### 题目 1
根据这篇关于谣言检测的短文，谣言事件中存在哪两种用户？
### 题目 2
从短文中摘录一段，起于“用户在早期阶段通常是支持真实”，止于“在本节将介绍如何通过在输入事件和增强事件之间的对比预训练来获得互信息。”（含这几个字），一字不改。

### 短文
论文信息

论文标题：Rumor Detection on Social Media with Event Augmentations
论文作者：Zhenyu He, Ce Li, Fan Zhou, Yi Yang
论文来源：2021，SIGIR
论文地址：download
论文代码：download

1 Introduction

　　现有的深度学习方法取得了巨大的成功，但是这些方法需要大量可靠的标记数据集来训练，这是耗时和数据低效的。为此，本文提出了 RDEA ，通过事件增强在社交媒体上的谣言检测（RDEA），该方案创新地集成了三种增强策略，通过修改回复属性和事件结构，提取有意义的谣言传播模式，并学习用户参与的内在表示。

　　贡献：

- 涉及了三种可解释的数据增强策略，这在谣言时间图数据中没有得到充分的探索；
- 在谣言数据集中使用对比自监督的方法进行预训练；
- REDA 远高于其他监督学习方法；

2 Methodology

　　总体框架如下：

　　主要包括三个模块：

- event graph data augmentation
- contrastive pre-training
- model fne-tuning

2.1 Event Augmentation

　　谣言事件中存在两种用户：

- malicious users
- naive users

　　malicious users 故意传播虚假信息，nvaive users 无意中帮助了 malicious users 传播虚假信息，所以 mask node 是可行的。

　　给定除 root node 的节点特征矩阵 $E^{-r} \in \mathbb{R}^{(|\mathcal{V}|-1) \times d}$，以及一个 mask rate $p_{m}$，mask 后的节点特征矩阵为：

　　　　$E_{\text {mask }}^{-r}=\mathrm{M} \odot E^{-r} $

　　其中，$M \in\{0,1\}^{(|\mathcal{V}|-1) \times d}$ 代表着 mask matrix，随机删除 $ (|\mathcal{V}|-1) \times p_{m}$ 行节点特征矩阵。

2.2 Subgraph

　　用户在早期阶段通常是支持真实谣言的，所以，在模型训练时，如果过多的访问谣言事件的整个生命周期，将阻碍早期谣言检测的准确性，所以本文采取随机游走生成谣言事件的子图 $G_{i_sub}$。

2.3 Edge dropping

　　形式上，给定一个邻接矩阵 $A$ 和 $N_{e}$ 条边和丢弃率 $p_{d}$，应用 DropEdge 后的邻接矩阵 $A_{d r o p}$，其计算方法如下：

　　　　$A_{d r o p}=A-A^{\prime}$

　　其中，$A^{\prime}$ 是随机采样 $N_{e} \times p_{d} $ 条边的邻接矩阵。

2.2 Contrastive Pre-training

　　在本节将介绍如何通过在输入事件和增强事件之间的对比预训练来获得互信息。

### 数据内容
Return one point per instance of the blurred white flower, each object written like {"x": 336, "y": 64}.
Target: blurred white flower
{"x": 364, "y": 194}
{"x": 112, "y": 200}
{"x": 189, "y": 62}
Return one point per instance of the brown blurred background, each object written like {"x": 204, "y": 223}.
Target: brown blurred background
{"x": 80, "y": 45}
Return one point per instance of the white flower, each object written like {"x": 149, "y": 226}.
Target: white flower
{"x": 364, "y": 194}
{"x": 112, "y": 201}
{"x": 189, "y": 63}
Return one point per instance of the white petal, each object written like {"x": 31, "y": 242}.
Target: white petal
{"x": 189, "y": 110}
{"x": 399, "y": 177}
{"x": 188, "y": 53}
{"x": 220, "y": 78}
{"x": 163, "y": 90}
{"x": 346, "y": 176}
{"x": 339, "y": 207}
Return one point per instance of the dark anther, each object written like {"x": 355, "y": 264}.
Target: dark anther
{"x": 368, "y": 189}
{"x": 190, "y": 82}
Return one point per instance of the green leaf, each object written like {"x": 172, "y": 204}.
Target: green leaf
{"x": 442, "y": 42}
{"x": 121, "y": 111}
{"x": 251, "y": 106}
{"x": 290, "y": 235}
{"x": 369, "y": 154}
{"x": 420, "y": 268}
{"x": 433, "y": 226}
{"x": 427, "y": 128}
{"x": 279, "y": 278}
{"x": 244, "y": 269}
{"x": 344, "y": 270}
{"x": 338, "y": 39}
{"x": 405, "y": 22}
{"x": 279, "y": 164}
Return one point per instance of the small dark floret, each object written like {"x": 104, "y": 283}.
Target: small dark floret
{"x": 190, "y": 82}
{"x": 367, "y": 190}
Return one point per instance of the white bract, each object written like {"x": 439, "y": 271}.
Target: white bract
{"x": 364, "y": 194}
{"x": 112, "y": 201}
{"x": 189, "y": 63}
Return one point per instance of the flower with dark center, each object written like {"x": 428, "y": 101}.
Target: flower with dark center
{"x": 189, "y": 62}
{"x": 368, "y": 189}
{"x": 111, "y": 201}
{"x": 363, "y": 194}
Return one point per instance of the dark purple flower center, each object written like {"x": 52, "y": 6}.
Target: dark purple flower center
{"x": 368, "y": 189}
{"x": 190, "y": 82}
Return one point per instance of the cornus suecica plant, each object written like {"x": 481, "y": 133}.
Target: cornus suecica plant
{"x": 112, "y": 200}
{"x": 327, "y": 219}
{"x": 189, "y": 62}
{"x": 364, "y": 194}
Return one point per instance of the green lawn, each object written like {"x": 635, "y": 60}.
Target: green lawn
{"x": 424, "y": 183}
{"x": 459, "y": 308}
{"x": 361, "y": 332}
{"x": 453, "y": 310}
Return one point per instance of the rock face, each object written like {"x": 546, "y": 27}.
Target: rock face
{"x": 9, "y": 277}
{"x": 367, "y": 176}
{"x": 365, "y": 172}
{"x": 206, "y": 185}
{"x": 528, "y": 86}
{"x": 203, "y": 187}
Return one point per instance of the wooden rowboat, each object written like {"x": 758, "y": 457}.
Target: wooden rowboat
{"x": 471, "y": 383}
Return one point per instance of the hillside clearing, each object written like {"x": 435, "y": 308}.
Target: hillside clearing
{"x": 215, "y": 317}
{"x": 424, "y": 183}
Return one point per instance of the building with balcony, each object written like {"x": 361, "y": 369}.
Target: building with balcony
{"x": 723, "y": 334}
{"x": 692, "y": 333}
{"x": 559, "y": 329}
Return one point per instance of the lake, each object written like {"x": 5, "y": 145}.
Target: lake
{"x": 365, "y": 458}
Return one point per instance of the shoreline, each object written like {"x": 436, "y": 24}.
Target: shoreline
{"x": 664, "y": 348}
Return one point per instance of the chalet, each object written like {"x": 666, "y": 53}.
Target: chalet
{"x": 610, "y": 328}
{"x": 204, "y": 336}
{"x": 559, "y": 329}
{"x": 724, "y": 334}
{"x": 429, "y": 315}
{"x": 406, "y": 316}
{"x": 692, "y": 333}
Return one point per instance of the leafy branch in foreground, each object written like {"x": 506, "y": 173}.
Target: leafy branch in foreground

### 参考答案 1
malicious users 和 naive users。

### 参考答案 2
用户在早期阶段通常是支持真实谣言的，所以，在模型训练时，如果过多的访问谣言事件的整个生命周期，将阻碍早期谣言检测的准确性，所以本文采取随机游走生成谣言事件的子图 $G_{i_sub}$。

2.3 Edge dropping

　　形式上，给定一个邻接矩阵 $A$ 和 $N_{e}$ 条边和丢弃率 $p_{d}$，应用 DropEdge 后的邻接矩阵 $A_{d r o p}$，其计算方法如下：

　　　　$A_{d r o p}=A-A^{\prime}$

　　其中，$A^{\prime}$ 是随机采样 $N_{e} \times p_{d} $ 条边的邻接矩阵。

2.2 Contrastive Pre-training

　　在本节将介绍如何通过在输入事件和增强事件之间的对比预训练来获得互信息。